DATA:
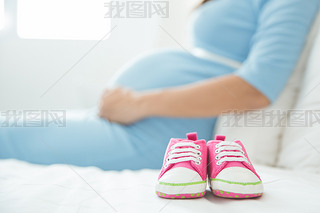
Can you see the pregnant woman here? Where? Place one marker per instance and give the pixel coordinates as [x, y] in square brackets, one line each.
[244, 53]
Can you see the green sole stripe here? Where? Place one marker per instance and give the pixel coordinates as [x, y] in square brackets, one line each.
[231, 182]
[181, 184]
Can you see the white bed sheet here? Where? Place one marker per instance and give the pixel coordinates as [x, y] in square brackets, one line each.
[60, 188]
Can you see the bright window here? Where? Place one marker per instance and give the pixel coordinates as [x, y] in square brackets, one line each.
[62, 19]
[1, 14]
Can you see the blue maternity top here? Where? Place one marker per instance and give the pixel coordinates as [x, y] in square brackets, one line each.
[267, 36]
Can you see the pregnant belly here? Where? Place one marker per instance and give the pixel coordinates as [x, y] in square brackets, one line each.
[166, 68]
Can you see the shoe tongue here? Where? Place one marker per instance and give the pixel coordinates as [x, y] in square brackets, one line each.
[192, 136]
[220, 137]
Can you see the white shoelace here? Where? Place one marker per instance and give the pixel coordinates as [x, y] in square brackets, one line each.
[183, 151]
[232, 151]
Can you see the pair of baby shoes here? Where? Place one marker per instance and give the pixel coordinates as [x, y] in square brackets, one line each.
[188, 162]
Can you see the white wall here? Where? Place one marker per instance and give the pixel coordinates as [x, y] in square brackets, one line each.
[29, 66]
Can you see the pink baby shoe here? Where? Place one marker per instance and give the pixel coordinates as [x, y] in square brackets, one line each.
[184, 170]
[231, 174]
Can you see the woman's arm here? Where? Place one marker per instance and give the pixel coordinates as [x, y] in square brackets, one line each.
[203, 99]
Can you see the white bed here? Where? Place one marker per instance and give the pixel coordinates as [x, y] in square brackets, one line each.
[60, 188]
[289, 159]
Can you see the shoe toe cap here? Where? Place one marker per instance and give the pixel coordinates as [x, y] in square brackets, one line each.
[238, 174]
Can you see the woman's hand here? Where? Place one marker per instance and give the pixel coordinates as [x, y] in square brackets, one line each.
[122, 106]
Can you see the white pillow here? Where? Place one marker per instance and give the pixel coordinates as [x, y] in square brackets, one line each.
[300, 147]
[262, 139]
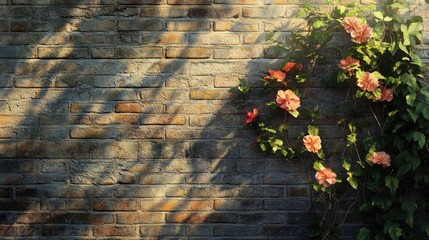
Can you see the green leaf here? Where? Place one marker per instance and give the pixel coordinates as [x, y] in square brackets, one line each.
[269, 35]
[425, 225]
[352, 180]
[346, 163]
[420, 138]
[410, 98]
[392, 183]
[317, 165]
[364, 233]
[378, 14]
[409, 206]
[393, 230]
[318, 24]
[294, 113]
[409, 219]
[411, 33]
[313, 130]
[414, 116]
[282, 128]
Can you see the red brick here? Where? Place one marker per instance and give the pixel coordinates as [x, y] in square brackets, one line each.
[163, 119]
[114, 205]
[189, 2]
[191, 52]
[115, 231]
[128, 108]
[140, 218]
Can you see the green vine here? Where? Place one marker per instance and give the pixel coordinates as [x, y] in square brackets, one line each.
[385, 124]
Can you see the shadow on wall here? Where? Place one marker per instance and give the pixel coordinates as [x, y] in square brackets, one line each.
[103, 137]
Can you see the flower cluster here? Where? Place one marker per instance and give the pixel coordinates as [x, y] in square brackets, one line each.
[380, 158]
[280, 76]
[359, 31]
[326, 177]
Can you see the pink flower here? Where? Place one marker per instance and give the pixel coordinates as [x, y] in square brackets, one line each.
[351, 24]
[381, 158]
[251, 116]
[386, 94]
[287, 100]
[363, 34]
[367, 82]
[326, 177]
[312, 143]
[291, 66]
[348, 64]
[279, 76]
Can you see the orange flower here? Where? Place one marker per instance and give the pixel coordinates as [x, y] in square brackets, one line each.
[348, 64]
[326, 177]
[291, 66]
[368, 82]
[287, 100]
[279, 76]
[381, 158]
[351, 24]
[251, 116]
[363, 34]
[386, 94]
[312, 143]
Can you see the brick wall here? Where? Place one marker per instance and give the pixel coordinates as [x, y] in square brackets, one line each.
[115, 121]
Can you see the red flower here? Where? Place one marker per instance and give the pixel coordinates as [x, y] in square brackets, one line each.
[363, 34]
[326, 177]
[251, 116]
[312, 143]
[367, 82]
[348, 64]
[291, 66]
[381, 158]
[386, 94]
[351, 24]
[278, 76]
[287, 100]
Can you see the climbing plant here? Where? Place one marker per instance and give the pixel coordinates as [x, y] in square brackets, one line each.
[385, 159]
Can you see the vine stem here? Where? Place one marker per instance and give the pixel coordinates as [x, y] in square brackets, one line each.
[376, 119]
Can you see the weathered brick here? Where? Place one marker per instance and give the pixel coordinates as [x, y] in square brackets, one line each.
[265, 12]
[115, 231]
[215, 39]
[141, 2]
[161, 149]
[65, 230]
[127, 52]
[140, 192]
[246, 2]
[62, 52]
[189, 2]
[163, 119]
[90, 132]
[191, 52]
[210, 94]
[115, 119]
[140, 25]
[204, 12]
[176, 205]
[242, 26]
[164, 38]
[19, 230]
[188, 26]
[240, 231]
[163, 12]
[162, 231]
[237, 53]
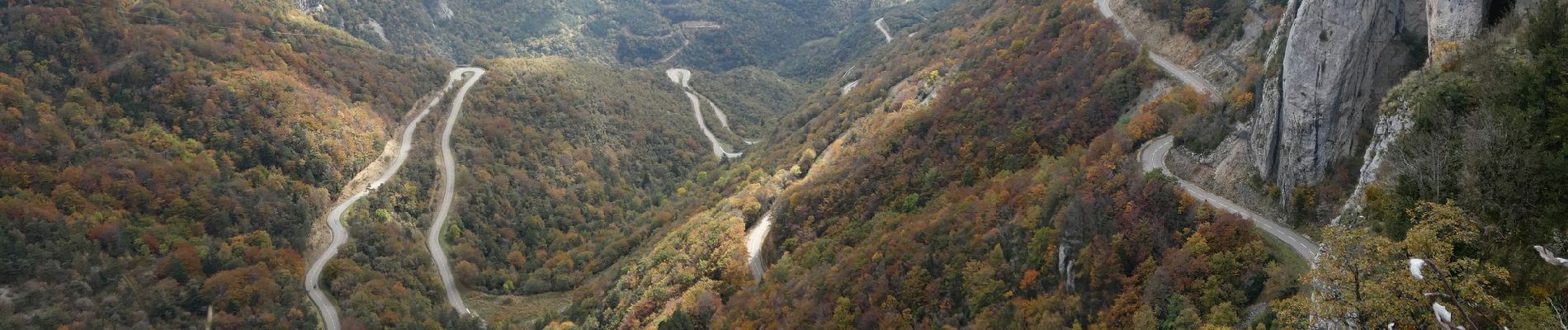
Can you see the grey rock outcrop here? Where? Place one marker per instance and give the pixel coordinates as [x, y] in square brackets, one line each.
[1339, 59]
[1451, 22]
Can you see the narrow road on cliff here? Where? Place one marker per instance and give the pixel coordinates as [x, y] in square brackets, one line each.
[1153, 157]
[1188, 77]
[334, 221]
[449, 179]
[754, 238]
[684, 78]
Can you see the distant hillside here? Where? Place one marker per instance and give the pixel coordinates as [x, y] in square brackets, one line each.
[701, 33]
[162, 160]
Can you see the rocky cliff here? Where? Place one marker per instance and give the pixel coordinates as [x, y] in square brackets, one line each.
[1338, 59]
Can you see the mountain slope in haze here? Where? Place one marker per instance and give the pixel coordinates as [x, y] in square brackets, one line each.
[158, 158]
[701, 33]
[564, 169]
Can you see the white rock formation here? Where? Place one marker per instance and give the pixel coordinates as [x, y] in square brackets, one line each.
[1454, 21]
[1339, 59]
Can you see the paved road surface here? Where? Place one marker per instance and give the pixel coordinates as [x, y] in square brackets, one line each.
[447, 182]
[313, 277]
[684, 78]
[1188, 77]
[754, 239]
[1153, 157]
[881, 26]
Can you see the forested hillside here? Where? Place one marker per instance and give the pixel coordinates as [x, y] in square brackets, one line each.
[703, 33]
[1471, 186]
[564, 167]
[162, 160]
[954, 186]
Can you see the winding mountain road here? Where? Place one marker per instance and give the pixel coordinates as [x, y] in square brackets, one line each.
[1188, 77]
[684, 78]
[754, 239]
[447, 182]
[881, 26]
[313, 277]
[1153, 157]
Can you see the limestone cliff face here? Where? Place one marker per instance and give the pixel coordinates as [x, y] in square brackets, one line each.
[1451, 22]
[1338, 59]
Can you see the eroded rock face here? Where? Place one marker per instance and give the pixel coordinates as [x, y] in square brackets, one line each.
[1339, 59]
[1451, 22]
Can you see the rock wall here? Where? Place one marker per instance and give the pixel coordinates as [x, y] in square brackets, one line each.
[1338, 59]
[1451, 22]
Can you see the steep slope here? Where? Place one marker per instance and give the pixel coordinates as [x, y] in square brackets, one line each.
[942, 190]
[1336, 59]
[703, 35]
[163, 162]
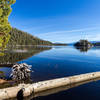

AIM: Copy out every line of the listing above that contains the string "cliff". Treat uppercase and lowercase as different.

SOLUTION TO THE EXERCISE:
Can you see the narrow road on cliff here? Where? Place one marker per instance and give the pixel coordinates as [x, y] in square brackets, one line each.
Can you see the rocky cliff here? Where? Place one marker per instance and give the pixel coordinates as [x, y] in square brackets, one line each.
Can you see the limestone cliff face here? Where? Place one marker per instance and give the pixel coordinates as [x, y] in square brackets, one line each.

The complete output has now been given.